▶ Required task
Please rewrite the material from its start through the line containing "wall, one point per instance.", inclusive, replacing "pointer" with "locator" and changing nothing else.

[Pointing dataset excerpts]
[BEGIN]

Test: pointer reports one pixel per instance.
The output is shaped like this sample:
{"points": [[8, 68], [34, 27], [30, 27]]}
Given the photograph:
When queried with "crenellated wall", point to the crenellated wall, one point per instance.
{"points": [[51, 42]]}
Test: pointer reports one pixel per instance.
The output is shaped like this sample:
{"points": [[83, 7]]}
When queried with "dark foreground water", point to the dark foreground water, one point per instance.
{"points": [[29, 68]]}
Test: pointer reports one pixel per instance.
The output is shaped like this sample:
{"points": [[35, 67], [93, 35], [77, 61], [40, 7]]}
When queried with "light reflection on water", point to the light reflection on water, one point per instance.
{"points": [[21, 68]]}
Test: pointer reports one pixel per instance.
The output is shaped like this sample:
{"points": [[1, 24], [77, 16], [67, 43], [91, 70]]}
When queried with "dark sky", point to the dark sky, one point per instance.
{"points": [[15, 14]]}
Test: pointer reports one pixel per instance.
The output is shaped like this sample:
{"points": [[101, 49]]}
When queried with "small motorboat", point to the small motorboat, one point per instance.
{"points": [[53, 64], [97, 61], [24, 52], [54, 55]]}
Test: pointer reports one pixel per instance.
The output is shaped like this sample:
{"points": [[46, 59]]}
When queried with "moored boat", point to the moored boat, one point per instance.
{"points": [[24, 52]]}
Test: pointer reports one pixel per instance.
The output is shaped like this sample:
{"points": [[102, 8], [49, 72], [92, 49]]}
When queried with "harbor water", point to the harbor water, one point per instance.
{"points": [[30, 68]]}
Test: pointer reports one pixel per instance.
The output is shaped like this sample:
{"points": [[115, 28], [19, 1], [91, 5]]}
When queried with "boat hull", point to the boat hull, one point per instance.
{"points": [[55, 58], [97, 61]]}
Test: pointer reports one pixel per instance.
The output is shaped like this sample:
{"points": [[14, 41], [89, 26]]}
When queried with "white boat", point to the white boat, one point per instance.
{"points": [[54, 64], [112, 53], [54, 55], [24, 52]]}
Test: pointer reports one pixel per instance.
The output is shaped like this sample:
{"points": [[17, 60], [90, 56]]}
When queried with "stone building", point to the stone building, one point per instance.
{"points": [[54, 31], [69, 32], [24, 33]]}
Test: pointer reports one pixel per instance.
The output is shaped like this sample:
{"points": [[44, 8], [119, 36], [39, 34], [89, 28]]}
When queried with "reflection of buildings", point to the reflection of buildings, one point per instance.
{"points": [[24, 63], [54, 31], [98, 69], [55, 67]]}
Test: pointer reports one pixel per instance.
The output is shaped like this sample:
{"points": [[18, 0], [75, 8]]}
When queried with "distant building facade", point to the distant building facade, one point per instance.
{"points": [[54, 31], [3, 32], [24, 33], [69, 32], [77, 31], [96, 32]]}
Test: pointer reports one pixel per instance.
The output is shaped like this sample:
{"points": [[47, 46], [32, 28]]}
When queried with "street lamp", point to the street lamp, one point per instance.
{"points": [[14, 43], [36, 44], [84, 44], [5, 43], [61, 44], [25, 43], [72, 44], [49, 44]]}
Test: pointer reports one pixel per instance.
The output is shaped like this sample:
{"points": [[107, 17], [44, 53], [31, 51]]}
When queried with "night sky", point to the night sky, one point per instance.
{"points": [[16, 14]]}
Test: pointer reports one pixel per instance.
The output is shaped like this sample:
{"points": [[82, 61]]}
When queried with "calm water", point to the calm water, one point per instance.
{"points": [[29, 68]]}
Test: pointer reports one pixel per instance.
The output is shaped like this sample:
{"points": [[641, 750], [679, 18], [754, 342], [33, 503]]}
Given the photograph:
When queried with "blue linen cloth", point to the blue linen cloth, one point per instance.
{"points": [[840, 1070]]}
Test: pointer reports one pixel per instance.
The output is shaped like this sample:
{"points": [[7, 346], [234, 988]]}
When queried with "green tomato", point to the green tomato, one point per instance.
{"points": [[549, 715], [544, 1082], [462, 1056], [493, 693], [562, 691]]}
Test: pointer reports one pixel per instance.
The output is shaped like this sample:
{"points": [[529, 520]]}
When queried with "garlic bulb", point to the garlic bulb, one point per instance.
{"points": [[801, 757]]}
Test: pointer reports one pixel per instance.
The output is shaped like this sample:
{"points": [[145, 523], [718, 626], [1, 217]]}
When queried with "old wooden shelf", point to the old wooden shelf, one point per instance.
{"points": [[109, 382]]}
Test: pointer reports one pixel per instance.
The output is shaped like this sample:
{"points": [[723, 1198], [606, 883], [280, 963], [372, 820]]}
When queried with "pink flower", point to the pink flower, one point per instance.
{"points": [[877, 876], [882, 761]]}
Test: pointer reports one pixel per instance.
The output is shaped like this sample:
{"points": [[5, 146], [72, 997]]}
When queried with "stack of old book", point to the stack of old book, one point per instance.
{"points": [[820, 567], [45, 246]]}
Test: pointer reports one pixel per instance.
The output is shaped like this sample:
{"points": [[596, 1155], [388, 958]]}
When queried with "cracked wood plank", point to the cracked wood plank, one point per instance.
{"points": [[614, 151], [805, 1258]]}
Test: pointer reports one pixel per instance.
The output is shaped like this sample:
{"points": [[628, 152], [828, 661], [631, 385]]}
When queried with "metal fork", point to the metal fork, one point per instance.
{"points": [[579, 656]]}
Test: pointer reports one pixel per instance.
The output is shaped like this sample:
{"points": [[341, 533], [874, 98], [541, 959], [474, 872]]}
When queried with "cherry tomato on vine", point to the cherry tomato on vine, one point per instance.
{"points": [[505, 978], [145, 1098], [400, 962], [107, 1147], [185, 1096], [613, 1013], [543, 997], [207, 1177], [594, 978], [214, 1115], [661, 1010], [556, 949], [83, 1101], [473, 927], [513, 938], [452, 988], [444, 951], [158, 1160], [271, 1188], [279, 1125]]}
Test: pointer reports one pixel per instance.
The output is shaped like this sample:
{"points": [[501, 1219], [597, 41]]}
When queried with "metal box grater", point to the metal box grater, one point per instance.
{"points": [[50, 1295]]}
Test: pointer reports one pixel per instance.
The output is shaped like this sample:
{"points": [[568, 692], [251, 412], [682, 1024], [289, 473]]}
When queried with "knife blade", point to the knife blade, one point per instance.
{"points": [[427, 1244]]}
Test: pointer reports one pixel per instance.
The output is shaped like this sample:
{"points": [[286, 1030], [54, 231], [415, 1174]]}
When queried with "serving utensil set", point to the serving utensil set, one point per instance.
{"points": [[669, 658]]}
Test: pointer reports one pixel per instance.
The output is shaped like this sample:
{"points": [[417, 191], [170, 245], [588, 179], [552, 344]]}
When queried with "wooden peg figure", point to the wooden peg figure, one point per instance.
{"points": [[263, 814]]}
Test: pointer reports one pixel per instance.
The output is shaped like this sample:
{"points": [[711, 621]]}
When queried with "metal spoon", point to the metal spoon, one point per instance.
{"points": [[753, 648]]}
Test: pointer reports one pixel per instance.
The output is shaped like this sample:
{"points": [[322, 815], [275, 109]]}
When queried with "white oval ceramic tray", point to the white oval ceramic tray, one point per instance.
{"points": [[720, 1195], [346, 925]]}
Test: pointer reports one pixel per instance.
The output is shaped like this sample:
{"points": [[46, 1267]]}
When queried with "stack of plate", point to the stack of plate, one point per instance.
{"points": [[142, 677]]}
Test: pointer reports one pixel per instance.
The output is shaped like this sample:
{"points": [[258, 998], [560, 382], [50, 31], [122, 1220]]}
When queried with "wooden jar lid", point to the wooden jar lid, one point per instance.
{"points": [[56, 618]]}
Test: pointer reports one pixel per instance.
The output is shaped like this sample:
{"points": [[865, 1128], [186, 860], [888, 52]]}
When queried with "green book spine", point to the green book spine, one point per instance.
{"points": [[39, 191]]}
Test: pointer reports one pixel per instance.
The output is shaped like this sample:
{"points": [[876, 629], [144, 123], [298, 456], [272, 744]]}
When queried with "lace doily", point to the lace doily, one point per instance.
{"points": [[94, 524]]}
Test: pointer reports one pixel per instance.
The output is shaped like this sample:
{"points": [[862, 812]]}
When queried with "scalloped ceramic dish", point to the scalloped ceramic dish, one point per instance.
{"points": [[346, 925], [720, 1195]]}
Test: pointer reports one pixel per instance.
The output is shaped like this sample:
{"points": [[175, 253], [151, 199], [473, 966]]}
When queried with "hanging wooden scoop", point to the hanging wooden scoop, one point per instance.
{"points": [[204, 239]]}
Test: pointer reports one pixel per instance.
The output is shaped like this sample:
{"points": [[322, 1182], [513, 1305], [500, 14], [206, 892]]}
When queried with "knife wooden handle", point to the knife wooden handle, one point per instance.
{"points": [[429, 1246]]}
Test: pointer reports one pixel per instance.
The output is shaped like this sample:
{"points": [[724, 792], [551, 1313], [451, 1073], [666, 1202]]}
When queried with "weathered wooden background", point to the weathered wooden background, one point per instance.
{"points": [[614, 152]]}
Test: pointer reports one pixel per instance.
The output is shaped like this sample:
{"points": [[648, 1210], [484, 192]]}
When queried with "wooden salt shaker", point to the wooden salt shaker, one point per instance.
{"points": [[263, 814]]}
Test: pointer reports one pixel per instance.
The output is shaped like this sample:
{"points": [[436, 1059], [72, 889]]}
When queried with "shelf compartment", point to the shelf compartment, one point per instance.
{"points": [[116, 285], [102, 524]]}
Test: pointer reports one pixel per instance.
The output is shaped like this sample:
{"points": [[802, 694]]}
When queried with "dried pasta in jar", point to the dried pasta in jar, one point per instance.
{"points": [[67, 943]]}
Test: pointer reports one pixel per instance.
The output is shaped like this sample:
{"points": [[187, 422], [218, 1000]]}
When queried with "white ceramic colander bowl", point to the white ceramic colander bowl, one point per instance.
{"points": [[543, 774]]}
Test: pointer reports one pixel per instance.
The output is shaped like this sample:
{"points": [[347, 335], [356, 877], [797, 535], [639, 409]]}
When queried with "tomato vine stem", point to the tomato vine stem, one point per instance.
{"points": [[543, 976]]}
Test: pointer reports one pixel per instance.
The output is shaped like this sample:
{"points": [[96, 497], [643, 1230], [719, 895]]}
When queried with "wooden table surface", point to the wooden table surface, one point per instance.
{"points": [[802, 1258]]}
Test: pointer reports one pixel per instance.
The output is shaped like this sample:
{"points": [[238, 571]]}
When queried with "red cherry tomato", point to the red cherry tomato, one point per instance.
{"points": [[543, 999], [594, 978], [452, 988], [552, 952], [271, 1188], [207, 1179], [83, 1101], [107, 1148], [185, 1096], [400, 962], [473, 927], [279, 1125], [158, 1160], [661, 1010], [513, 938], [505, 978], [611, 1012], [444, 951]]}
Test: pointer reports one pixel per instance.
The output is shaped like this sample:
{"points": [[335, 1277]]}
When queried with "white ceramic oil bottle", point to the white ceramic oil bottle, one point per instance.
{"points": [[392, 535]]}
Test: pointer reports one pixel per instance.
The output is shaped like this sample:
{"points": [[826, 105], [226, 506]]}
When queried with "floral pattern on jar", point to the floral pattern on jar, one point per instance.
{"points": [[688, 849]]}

[END]

▶ The reply
Test: locator reports one pixel per instance.
The output is shaped like this sample:
{"points": [[8, 68], [34, 27], [30, 27]]}
Given the photograph:
When queried with "crenellated wall", point to the crenellated wall, one point per instance.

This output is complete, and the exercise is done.